PROBLEM TO SOLVE: Repeat the listing word for word. No pictures belong in the copy.

RECORDED DATA:
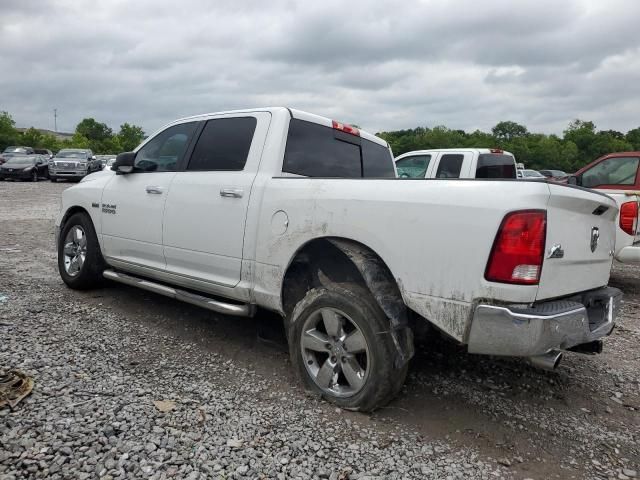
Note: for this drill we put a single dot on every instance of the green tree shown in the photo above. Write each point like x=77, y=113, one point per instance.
x=32, y=138
x=507, y=131
x=633, y=137
x=93, y=130
x=130, y=137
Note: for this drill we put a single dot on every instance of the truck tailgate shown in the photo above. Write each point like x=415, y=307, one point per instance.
x=582, y=224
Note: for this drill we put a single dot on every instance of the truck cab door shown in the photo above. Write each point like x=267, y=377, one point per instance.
x=133, y=204
x=206, y=210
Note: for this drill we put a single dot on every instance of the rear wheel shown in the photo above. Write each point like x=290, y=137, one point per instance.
x=340, y=345
x=80, y=261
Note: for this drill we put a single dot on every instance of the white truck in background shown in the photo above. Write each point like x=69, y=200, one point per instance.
x=296, y=213
x=456, y=163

CORRECT OUTPUT:
Note: for this drill we put a single dot on every instance of the green tree shown in the photo above. Write each point like x=77, y=113, one point per instance.
x=32, y=138
x=507, y=131
x=633, y=137
x=93, y=130
x=130, y=137
Note: for this drill we put a single dot on every instance of the truck tailgate shown in the photo above. Write each point like x=415, y=307, one point per instance.
x=582, y=224
Note: for this drill we put a single dot on every instance of the truck cab door shown in the photo above. Write each point like x=267, y=377, one point per instance.
x=133, y=204
x=206, y=210
Note: for this drill we put a single dot on every instance of the rear wheel shown in the photo above. Write each point like x=290, y=137, one point per instance.
x=340, y=345
x=80, y=261
Note: for this drill we put a single dot on every instance of the white truck in background shown in the photo above. Write each point like x=69, y=200, one point per instance.
x=296, y=213
x=456, y=163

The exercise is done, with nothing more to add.